• _What to produce_
Only lines containing the string "tread" belong in the answer; copy all of them from the entries.

Recorded data
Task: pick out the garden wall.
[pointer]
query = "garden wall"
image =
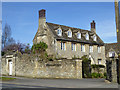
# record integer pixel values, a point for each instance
(30, 66)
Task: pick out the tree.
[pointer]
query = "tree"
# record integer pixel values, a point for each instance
(27, 48)
(6, 36)
(39, 48)
(15, 47)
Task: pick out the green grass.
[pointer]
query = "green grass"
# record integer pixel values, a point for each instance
(6, 78)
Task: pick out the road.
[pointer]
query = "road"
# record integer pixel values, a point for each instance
(57, 83)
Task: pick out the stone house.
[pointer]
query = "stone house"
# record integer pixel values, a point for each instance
(111, 50)
(68, 42)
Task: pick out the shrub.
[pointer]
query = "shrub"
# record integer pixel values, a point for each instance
(97, 75)
(97, 66)
(40, 47)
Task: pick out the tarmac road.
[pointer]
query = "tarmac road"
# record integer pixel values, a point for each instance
(21, 82)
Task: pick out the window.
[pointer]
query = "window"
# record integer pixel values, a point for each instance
(59, 32)
(112, 54)
(73, 47)
(99, 49)
(99, 61)
(78, 35)
(87, 36)
(63, 46)
(82, 47)
(69, 34)
(91, 48)
(94, 38)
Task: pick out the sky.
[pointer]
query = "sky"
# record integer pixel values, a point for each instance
(23, 17)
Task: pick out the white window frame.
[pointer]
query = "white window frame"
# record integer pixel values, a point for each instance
(73, 46)
(69, 33)
(79, 35)
(63, 46)
(87, 36)
(112, 54)
(99, 61)
(99, 49)
(94, 38)
(59, 32)
(82, 47)
(91, 48)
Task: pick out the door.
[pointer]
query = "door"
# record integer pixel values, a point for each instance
(10, 67)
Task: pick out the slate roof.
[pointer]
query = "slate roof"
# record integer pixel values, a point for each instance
(113, 46)
(74, 38)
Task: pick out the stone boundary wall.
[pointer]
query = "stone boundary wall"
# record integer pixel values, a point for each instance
(30, 66)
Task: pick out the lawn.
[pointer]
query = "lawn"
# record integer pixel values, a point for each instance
(6, 78)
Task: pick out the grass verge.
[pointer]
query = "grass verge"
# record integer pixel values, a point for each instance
(6, 78)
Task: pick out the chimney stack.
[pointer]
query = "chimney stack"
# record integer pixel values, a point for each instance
(93, 29)
(42, 17)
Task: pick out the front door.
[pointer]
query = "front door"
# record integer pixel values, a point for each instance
(10, 67)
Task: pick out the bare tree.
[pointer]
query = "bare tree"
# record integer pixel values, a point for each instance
(6, 36)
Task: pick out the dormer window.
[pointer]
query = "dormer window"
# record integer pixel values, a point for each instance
(59, 32)
(94, 38)
(87, 36)
(69, 34)
(79, 35)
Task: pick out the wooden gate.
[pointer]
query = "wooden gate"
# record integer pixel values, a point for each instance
(86, 69)
(109, 70)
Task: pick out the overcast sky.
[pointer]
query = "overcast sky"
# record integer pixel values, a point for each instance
(23, 17)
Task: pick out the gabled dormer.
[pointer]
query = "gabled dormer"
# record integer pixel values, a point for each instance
(78, 35)
(69, 33)
(59, 31)
(87, 36)
(94, 37)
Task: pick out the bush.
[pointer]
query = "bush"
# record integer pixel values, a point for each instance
(97, 75)
(97, 66)
(40, 47)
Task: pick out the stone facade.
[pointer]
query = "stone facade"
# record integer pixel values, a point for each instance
(47, 32)
(31, 66)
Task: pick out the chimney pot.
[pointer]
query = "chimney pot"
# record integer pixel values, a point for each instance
(42, 13)
(93, 29)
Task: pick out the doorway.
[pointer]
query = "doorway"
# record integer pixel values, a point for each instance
(10, 64)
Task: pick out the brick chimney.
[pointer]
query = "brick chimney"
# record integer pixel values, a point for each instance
(42, 17)
(93, 29)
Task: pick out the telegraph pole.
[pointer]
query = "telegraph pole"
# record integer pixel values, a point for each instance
(118, 34)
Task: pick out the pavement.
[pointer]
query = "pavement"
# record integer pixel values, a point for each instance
(22, 82)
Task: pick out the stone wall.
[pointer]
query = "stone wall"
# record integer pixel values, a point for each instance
(112, 69)
(68, 53)
(30, 66)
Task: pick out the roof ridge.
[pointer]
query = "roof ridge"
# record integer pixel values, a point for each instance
(68, 26)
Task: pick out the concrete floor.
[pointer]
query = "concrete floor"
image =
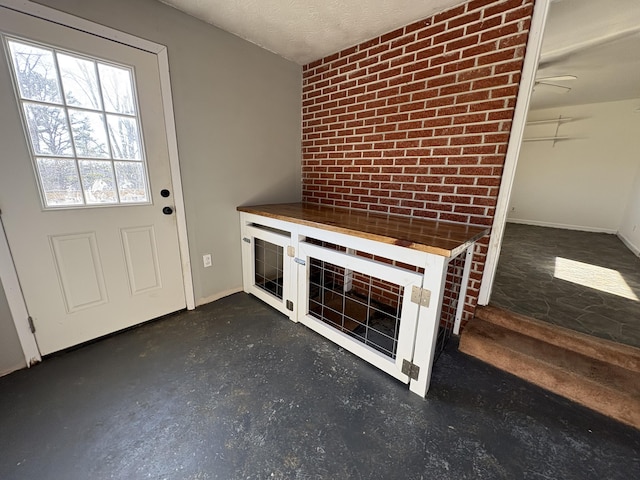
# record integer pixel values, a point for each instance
(602, 298)
(234, 390)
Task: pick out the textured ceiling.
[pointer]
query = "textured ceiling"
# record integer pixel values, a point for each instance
(598, 41)
(306, 30)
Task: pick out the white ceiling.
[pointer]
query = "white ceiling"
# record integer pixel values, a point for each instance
(306, 30)
(598, 41)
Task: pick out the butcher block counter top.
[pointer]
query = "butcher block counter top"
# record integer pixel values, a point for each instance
(436, 237)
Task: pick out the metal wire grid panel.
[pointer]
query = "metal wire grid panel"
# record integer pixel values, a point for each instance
(450, 300)
(362, 306)
(269, 267)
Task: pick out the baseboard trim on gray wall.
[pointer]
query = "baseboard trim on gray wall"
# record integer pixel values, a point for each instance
(628, 244)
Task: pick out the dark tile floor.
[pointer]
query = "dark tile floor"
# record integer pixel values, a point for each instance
(541, 269)
(234, 390)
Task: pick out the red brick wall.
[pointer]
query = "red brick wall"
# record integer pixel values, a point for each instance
(416, 121)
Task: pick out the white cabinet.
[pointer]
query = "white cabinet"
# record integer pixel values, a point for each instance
(358, 288)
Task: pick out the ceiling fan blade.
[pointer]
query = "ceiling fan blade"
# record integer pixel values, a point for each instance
(557, 78)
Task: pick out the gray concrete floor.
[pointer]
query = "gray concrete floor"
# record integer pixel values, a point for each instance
(234, 390)
(525, 281)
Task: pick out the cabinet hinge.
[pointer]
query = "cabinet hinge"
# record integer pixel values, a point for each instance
(410, 369)
(420, 296)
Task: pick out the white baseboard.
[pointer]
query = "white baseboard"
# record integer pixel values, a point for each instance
(629, 245)
(218, 296)
(580, 228)
(8, 370)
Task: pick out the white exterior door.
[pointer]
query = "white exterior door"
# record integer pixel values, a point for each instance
(84, 180)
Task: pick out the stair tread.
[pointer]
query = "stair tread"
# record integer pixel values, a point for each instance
(613, 353)
(569, 361)
(604, 387)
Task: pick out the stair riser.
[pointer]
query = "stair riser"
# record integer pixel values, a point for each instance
(621, 355)
(613, 403)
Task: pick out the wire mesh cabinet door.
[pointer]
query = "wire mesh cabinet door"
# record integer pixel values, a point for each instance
(267, 267)
(361, 304)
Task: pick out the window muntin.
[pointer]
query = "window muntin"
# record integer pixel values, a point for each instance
(82, 123)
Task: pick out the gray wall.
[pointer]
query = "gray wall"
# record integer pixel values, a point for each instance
(11, 356)
(238, 122)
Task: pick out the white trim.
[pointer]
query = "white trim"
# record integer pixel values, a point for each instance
(77, 23)
(176, 178)
(218, 296)
(17, 305)
(7, 270)
(532, 56)
(579, 228)
(628, 244)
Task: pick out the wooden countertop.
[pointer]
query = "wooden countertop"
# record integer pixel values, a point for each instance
(440, 238)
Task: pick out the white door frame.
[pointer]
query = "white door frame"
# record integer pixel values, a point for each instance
(8, 274)
(527, 82)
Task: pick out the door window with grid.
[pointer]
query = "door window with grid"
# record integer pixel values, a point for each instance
(81, 120)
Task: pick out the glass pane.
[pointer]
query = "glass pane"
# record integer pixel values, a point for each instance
(97, 181)
(89, 134)
(125, 141)
(36, 72)
(60, 182)
(116, 89)
(79, 81)
(48, 130)
(131, 182)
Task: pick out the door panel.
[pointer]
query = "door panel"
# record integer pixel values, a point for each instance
(86, 272)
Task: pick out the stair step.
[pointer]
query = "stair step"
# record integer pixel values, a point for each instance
(593, 382)
(622, 355)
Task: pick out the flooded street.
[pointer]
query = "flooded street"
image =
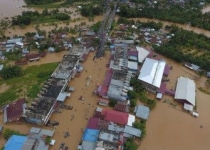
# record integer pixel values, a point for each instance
(168, 128)
(183, 26)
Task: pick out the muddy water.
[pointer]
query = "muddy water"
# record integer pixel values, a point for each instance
(172, 128)
(183, 26)
(76, 125)
(10, 8)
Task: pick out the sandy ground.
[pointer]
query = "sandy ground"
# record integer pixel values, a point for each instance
(172, 128)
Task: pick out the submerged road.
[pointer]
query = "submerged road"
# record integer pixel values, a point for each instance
(105, 26)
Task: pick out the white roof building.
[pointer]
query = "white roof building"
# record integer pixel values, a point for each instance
(185, 90)
(132, 65)
(142, 53)
(152, 72)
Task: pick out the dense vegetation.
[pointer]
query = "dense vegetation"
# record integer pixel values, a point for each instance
(90, 10)
(40, 2)
(190, 13)
(27, 85)
(187, 46)
(29, 16)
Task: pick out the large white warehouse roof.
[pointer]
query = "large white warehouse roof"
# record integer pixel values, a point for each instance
(152, 72)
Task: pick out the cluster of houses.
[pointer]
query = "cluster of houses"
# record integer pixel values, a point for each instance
(35, 139)
(109, 129)
(127, 61)
(54, 91)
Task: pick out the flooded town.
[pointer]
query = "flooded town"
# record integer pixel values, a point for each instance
(102, 82)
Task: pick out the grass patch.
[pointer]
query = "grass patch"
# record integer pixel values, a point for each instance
(45, 21)
(30, 83)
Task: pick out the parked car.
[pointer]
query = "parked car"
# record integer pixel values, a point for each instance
(62, 146)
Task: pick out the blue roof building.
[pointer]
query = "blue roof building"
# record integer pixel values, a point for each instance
(15, 142)
(90, 135)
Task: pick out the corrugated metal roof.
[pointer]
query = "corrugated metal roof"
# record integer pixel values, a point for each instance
(142, 112)
(142, 53)
(132, 131)
(152, 72)
(185, 90)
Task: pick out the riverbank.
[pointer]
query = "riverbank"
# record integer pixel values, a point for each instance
(170, 127)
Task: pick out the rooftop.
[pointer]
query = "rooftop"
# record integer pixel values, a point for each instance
(115, 116)
(46, 99)
(152, 72)
(185, 90)
(90, 135)
(14, 110)
(66, 67)
(142, 112)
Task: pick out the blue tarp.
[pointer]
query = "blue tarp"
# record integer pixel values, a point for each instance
(90, 135)
(15, 142)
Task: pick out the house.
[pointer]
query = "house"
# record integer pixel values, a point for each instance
(1, 67)
(13, 112)
(32, 57)
(93, 123)
(14, 40)
(122, 107)
(25, 51)
(142, 54)
(15, 142)
(51, 49)
(103, 102)
(89, 138)
(185, 91)
(151, 74)
(36, 138)
(142, 112)
(208, 74)
(130, 131)
(115, 116)
(133, 66)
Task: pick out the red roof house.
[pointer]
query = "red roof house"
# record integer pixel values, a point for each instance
(115, 116)
(122, 107)
(14, 111)
(93, 123)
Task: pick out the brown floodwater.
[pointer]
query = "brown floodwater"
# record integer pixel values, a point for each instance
(183, 26)
(172, 128)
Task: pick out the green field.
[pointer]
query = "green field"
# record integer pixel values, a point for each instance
(27, 85)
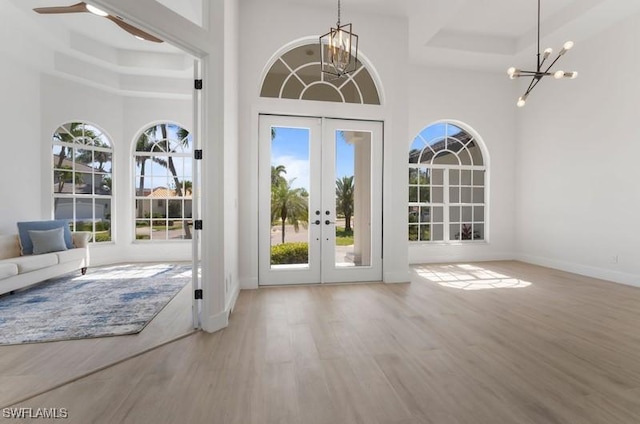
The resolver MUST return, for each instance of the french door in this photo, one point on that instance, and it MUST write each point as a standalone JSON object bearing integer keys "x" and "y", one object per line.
{"x": 320, "y": 200}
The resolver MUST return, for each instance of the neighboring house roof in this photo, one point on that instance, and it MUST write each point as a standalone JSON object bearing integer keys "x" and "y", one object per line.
{"x": 66, "y": 163}
{"x": 163, "y": 192}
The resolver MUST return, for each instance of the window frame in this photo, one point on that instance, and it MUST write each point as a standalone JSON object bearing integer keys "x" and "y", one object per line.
{"x": 164, "y": 201}
{"x": 84, "y": 143}
{"x": 426, "y": 171}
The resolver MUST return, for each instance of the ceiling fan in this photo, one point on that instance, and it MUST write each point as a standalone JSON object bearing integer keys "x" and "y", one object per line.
{"x": 84, "y": 7}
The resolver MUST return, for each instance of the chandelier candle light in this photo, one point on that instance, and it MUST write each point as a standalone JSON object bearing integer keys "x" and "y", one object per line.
{"x": 539, "y": 73}
{"x": 339, "y": 50}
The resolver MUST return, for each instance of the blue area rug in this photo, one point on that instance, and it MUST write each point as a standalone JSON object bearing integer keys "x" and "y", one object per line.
{"x": 108, "y": 301}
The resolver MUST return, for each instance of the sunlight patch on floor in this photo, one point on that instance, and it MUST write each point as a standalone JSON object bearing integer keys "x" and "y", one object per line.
{"x": 468, "y": 277}
{"x": 130, "y": 271}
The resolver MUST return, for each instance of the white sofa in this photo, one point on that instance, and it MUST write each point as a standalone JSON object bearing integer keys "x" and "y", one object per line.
{"x": 17, "y": 271}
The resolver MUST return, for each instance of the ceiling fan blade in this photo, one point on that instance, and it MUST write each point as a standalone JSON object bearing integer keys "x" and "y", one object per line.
{"x": 74, "y": 8}
{"x": 133, "y": 30}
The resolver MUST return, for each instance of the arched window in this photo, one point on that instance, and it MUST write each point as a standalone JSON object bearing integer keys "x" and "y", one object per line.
{"x": 447, "y": 185}
{"x": 83, "y": 178}
{"x": 163, "y": 176}
{"x": 296, "y": 75}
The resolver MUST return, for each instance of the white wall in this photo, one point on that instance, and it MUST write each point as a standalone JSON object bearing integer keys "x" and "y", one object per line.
{"x": 266, "y": 28}
{"x": 231, "y": 62}
{"x": 483, "y": 101}
{"x": 20, "y": 173}
{"x": 577, "y": 162}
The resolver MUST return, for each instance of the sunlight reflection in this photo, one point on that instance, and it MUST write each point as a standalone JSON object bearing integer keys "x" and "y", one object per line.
{"x": 468, "y": 277}
{"x": 134, "y": 271}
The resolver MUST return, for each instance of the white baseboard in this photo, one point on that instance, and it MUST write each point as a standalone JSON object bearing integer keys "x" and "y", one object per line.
{"x": 586, "y": 270}
{"x": 231, "y": 304}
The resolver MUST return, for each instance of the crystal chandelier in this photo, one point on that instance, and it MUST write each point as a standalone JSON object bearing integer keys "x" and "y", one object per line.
{"x": 539, "y": 73}
{"x": 339, "y": 50}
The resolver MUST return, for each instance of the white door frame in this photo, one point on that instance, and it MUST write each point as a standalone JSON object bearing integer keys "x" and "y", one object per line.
{"x": 322, "y": 256}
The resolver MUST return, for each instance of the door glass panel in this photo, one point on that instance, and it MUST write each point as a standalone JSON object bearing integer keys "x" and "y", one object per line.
{"x": 290, "y": 176}
{"x": 353, "y": 198}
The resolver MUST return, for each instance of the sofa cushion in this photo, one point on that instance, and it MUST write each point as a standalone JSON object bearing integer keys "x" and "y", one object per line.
{"x": 9, "y": 246}
{"x": 8, "y": 269}
{"x": 25, "y": 240}
{"x": 47, "y": 241}
{"x": 70, "y": 255}
{"x": 34, "y": 262}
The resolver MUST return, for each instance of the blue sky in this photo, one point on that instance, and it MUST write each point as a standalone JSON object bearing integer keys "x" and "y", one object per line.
{"x": 290, "y": 148}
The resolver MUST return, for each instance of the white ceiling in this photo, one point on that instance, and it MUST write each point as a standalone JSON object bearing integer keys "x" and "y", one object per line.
{"x": 474, "y": 34}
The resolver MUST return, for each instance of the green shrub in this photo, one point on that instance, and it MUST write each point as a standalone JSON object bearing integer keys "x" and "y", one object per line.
{"x": 103, "y": 237}
{"x": 290, "y": 253}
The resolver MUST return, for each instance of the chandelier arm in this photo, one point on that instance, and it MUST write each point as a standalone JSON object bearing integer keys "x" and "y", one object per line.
{"x": 552, "y": 63}
{"x": 539, "y": 63}
{"x": 531, "y": 85}
{"x": 534, "y": 82}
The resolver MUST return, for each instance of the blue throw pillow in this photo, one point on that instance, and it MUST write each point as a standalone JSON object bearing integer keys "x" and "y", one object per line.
{"x": 46, "y": 241}
{"x": 25, "y": 240}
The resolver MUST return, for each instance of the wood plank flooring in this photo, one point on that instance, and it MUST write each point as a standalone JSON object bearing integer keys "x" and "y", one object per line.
{"x": 494, "y": 343}
{"x": 29, "y": 369}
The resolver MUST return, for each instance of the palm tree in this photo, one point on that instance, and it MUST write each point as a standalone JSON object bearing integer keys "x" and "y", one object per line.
{"x": 344, "y": 199}
{"x": 289, "y": 205}
{"x": 183, "y": 137}
{"x": 276, "y": 174}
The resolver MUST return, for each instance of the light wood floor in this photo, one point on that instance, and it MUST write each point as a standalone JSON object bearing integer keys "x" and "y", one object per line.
{"x": 494, "y": 343}
{"x": 30, "y": 369}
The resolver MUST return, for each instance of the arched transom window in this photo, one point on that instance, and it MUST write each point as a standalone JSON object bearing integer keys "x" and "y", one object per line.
{"x": 163, "y": 178}
{"x": 296, "y": 75}
{"x": 82, "y": 178}
{"x": 447, "y": 185}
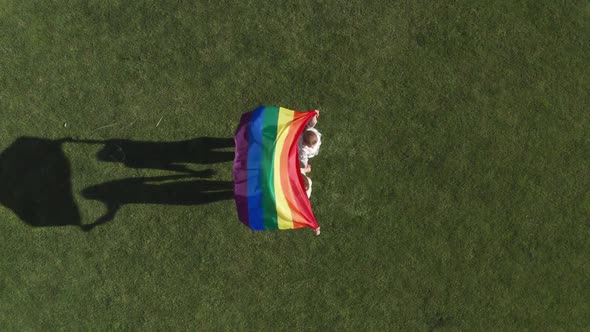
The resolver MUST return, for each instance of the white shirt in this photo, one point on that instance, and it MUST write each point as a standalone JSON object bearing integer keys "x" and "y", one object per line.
{"x": 308, "y": 191}
{"x": 306, "y": 152}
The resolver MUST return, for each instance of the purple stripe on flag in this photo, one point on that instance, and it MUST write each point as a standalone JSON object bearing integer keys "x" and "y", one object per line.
{"x": 241, "y": 168}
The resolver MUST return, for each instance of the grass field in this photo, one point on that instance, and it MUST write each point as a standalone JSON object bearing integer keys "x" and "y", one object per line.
{"x": 452, "y": 185}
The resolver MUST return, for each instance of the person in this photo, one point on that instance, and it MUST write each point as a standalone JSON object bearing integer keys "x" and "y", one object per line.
{"x": 309, "y": 146}
{"x": 310, "y": 141}
{"x": 307, "y": 185}
{"x": 306, "y": 180}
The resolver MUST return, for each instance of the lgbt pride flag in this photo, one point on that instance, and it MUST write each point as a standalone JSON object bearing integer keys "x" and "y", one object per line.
{"x": 268, "y": 185}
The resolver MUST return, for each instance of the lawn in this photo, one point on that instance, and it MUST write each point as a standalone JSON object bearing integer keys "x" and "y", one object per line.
{"x": 451, "y": 188}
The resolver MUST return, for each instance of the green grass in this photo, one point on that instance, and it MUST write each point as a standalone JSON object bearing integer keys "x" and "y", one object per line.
{"x": 452, "y": 185}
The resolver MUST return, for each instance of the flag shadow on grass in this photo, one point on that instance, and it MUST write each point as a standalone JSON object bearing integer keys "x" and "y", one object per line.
{"x": 35, "y": 177}
{"x": 35, "y": 183}
{"x": 186, "y": 188}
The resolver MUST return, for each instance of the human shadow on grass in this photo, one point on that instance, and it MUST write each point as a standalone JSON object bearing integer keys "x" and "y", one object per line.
{"x": 35, "y": 177}
{"x": 35, "y": 183}
{"x": 187, "y": 188}
{"x": 168, "y": 156}
{"x": 169, "y": 190}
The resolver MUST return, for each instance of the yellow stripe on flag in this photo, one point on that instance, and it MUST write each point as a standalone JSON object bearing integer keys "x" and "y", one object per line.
{"x": 284, "y": 216}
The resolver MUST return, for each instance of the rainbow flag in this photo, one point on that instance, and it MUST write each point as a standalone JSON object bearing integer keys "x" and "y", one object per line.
{"x": 268, "y": 185}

• _Response below_
Task: pick out the stair tread.
query = "stair tread"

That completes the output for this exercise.